§ **Set exercise**: Rewrite the entries below with every occurrence of "query" changed to "search phrase", leaving all other text unchanged.
━━ Materials provided
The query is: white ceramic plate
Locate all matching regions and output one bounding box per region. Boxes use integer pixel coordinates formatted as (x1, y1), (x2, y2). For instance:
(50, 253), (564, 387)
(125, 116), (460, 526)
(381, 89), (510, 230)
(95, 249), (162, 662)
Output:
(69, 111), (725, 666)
━━━━
§ **Result of this task**:
The search phrase is: white ceramic plate
Locate all matching regions and output one bounding box per region. Boxes use integer pixel coordinates formatted as (x1, y1), (x2, y2). For instance:
(50, 253), (564, 387)
(125, 116), (460, 526)
(381, 89), (510, 230)
(95, 249), (162, 662)
Output:
(69, 111), (725, 666)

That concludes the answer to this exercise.